** What is needed **
Beginning with the line below that contains "<point>14,159</point>" and ending with the line that contains "<point>250,77</point>", copy every line exactly. Copy nothing else.

----- Given entries

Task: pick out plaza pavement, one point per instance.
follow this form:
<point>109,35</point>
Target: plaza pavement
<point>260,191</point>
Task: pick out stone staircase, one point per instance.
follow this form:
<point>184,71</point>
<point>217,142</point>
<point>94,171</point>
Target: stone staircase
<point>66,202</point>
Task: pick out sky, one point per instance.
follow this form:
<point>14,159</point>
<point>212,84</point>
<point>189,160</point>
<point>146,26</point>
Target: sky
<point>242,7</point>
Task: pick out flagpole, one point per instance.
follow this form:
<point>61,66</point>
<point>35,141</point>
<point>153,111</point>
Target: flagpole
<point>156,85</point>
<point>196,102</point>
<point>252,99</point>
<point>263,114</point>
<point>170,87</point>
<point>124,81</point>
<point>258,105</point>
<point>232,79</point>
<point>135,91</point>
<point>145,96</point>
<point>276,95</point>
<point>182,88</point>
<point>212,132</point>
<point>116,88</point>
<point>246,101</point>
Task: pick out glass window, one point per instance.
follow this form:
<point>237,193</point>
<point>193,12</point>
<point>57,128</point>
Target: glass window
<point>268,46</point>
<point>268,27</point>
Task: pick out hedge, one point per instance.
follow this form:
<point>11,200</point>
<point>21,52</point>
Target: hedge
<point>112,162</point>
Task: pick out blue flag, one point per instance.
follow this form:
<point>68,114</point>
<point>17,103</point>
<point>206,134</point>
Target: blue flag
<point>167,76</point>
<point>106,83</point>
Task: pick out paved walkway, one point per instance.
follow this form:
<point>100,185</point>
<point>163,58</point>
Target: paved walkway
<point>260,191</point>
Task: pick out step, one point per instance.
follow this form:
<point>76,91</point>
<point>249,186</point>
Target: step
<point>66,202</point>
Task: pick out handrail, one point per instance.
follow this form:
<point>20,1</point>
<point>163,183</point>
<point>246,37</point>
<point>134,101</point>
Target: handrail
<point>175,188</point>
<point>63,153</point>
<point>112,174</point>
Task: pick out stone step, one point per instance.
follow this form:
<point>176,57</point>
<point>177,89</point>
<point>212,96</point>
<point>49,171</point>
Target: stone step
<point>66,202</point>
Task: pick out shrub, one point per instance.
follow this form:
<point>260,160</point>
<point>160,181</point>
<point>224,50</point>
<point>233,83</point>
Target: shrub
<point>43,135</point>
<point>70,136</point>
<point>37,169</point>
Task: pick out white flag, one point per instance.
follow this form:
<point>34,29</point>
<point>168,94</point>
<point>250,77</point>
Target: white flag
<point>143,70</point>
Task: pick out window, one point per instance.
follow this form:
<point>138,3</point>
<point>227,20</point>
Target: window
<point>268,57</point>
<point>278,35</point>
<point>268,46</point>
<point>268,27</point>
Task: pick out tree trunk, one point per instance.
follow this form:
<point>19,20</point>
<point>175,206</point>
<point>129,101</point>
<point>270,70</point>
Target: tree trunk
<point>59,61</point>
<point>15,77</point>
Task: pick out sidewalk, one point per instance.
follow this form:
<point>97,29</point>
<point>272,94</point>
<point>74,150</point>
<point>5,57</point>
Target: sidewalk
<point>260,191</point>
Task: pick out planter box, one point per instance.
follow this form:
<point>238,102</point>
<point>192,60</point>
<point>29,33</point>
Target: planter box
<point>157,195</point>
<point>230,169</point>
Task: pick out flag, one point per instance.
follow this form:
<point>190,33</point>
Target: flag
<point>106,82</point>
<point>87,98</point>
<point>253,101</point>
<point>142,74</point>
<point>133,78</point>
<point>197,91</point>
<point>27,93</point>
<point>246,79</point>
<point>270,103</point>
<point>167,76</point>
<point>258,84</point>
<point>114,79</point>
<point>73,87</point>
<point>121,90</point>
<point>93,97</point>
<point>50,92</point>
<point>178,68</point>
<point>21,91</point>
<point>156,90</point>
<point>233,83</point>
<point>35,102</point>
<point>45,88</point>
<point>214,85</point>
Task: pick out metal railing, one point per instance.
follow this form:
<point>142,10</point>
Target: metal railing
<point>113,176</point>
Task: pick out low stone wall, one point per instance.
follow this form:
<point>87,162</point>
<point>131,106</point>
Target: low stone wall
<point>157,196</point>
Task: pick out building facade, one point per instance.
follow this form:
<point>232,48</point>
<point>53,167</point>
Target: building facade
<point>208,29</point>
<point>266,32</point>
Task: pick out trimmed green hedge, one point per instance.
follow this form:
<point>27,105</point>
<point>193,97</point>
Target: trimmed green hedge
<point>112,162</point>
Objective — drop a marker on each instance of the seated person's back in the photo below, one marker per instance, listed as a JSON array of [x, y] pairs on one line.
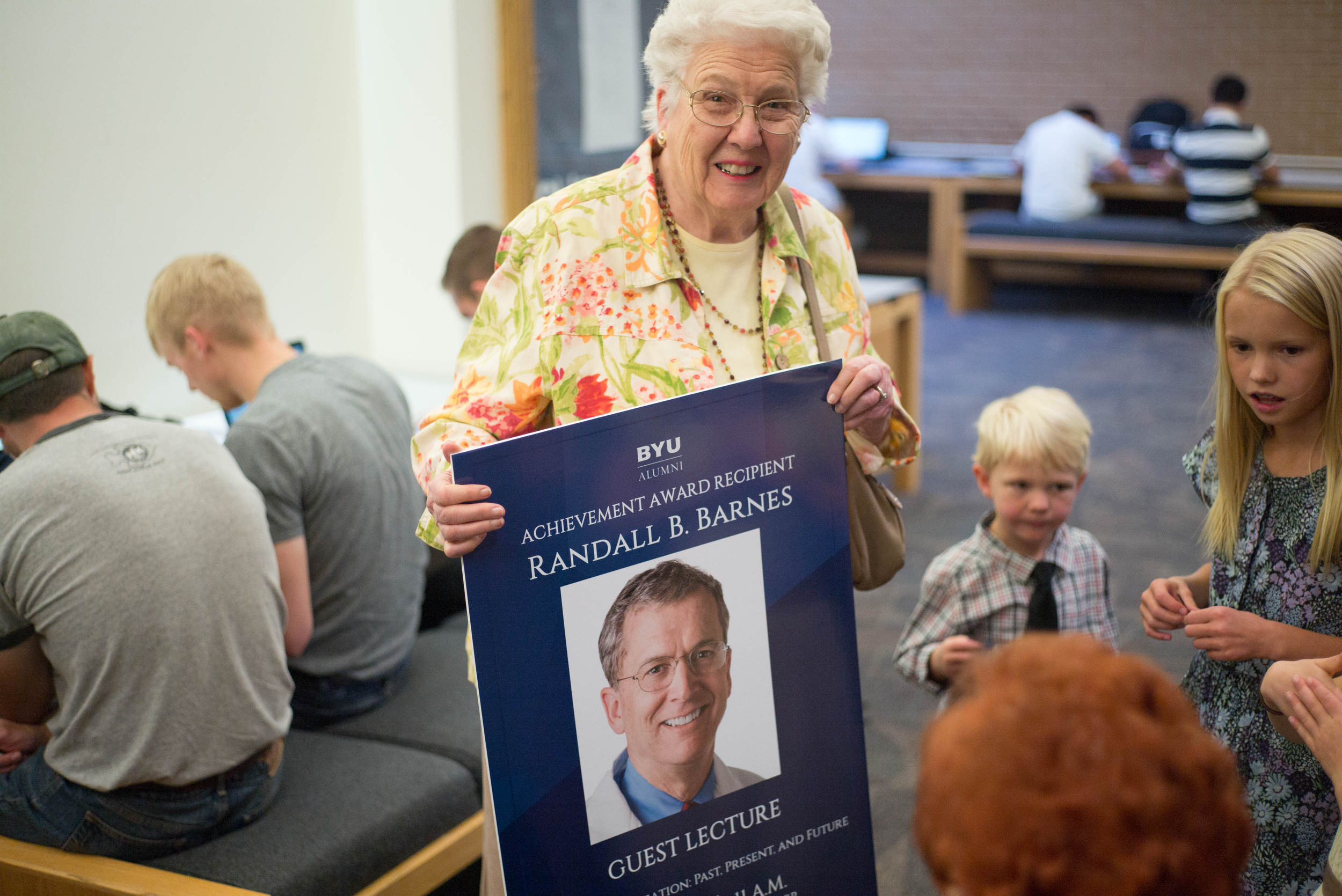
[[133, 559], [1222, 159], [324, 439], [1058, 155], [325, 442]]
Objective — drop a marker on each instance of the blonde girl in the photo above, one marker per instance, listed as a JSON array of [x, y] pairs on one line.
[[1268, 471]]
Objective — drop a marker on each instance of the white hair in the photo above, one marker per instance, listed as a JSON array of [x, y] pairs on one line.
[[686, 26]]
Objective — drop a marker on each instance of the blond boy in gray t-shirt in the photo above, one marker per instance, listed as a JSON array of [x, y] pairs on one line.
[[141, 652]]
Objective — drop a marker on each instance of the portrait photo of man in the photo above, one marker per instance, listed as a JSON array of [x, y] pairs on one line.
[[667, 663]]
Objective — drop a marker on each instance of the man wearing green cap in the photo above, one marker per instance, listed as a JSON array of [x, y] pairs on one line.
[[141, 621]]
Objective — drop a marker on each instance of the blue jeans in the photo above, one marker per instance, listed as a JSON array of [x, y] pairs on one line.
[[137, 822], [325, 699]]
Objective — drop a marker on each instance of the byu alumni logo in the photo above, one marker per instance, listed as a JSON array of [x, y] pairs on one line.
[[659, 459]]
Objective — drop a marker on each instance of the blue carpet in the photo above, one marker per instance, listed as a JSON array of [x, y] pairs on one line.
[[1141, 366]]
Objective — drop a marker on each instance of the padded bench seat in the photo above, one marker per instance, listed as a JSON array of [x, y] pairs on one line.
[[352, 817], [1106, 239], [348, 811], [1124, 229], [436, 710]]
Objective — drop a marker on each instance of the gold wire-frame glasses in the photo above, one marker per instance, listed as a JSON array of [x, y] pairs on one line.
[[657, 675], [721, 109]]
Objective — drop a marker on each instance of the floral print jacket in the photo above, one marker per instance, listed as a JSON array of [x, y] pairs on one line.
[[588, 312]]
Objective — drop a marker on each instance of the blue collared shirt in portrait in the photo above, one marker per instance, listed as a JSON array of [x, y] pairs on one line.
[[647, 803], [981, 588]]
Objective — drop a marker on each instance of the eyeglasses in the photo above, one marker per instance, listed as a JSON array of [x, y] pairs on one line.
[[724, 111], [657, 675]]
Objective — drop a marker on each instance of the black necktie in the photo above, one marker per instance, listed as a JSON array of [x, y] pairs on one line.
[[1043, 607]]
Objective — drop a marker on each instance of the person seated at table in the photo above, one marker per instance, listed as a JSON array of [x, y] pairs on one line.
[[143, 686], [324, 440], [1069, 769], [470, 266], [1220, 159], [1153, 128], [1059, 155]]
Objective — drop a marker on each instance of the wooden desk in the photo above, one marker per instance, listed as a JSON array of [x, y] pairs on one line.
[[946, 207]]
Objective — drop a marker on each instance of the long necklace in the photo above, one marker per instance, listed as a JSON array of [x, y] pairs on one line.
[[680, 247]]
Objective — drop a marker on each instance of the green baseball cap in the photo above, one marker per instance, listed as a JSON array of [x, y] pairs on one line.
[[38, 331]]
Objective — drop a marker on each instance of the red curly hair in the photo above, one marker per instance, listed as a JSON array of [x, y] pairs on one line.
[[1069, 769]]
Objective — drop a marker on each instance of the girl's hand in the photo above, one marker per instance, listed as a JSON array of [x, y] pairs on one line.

----------
----- Given entries

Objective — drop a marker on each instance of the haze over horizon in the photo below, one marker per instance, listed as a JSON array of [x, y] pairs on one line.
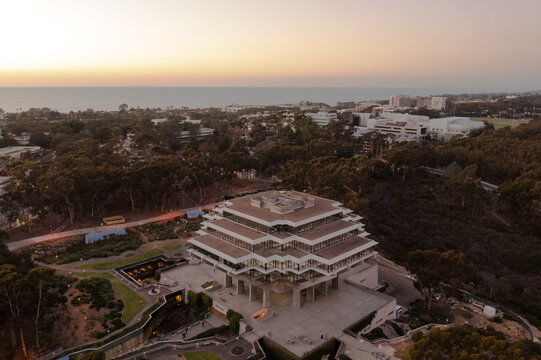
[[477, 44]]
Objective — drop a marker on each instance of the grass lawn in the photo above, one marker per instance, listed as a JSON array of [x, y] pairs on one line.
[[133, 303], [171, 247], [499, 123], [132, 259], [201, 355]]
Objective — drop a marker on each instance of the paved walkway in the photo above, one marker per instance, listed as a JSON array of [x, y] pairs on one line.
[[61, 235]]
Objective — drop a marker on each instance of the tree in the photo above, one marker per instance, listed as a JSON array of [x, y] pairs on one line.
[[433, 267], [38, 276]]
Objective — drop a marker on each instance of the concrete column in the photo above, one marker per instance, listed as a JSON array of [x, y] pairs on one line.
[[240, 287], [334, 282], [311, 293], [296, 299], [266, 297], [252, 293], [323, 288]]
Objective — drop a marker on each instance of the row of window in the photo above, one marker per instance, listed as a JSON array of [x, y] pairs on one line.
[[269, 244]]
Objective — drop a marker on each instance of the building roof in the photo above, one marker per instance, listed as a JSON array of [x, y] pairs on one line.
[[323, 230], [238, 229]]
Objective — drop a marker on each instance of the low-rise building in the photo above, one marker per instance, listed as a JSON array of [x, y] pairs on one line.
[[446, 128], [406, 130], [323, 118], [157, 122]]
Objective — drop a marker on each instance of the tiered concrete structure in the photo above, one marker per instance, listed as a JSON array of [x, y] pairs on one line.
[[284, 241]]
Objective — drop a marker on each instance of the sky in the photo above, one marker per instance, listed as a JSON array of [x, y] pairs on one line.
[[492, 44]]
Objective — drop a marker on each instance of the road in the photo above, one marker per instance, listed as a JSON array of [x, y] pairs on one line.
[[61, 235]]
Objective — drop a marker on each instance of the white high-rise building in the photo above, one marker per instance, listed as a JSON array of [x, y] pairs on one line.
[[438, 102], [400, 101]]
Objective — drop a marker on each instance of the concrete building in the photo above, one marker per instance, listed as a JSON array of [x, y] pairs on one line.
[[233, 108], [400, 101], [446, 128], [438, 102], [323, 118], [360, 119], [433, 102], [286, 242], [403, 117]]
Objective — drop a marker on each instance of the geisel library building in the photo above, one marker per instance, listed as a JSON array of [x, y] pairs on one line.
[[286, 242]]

----------

** Your solution **
<point>14,159</point>
<point>212,84</point>
<point>189,160</point>
<point>146,26</point>
Target: sky
<point>242,7</point>
Task: pick out flagpole, one point per instance.
follow this form:
<point>61,66</point>
<point>35,141</point>
<point>153,111</point>
Target: flagpole
<point>156,85</point>
<point>196,102</point>
<point>252,99</point>
<point>263,114</point>
<point>170,87</point>
<point>124,81</point>
<point>258,105</point>
<point>232,79</point>
<point>135,91</point>
<point>145,96</point>
<point>276,95</point>
<point>182,88</point>
<point>212,132</point>
<point>116,88</point>
<point>246,101</point>
Task: pick out glass window, one point per instance.
follow this form:
<point>237,193</point>
<point>193,12</point>
<point>57,128</point>
Target: glass window
<point>268,46</point>
<point>268,27</point>
Task: pick out hedge, one point per instance.
follow this form:
<point>11,200</point>
<point>21,52</point>
Target: hedge
<point>112,162</point>
Task: pick out blue flag, one point per instance.
follow this form:
<point>68,114</point>
<point>17,103</point>
<point>206,134</point>
Target: blue flag
<point>167,76</point>
<point>106,83</point>
Task: pick out paved walkway, one point per instance.
follow this form:
<point>100,185</point>
<point>163,58</point>
Target: paved walkway
<point>260,191</point>
Task: pick out step, one point per instance.
follow this form:
<point>76,91</point>
<point>249,186</point>
Target: step
<point>66,202</point>
Task: pick out handrail, one point per instance.
follow this form:
<point>20,1</point>
<point>163,183</point>
<point>246,37</point>
<point>134,101</point>
Target: handrail
<point>175,188</point>
<point>63,153</point>
<point>112,174</point>
Task: pick out stone step, one point per instance.
follow this form:
<point>176,57</point>
<point>177,89</point>
<point>212,96</point>
<point>49,171</point>
Target: stone step
<point>66,202</point>
Task: pick out shrub, one point per instance.
follow this form:
<point>260,160</point>
<point>160,181</point>
<point>224,50</point>
<point>233,83</point>
Target: shrub
<point>43,135</point>
<point>70,136</point>
<point>37,169</point>
Task: pick out white flag, one point per instance.
follow this form:
<point>34,29</point>
<point>168,94</point>
<point>250,77</point>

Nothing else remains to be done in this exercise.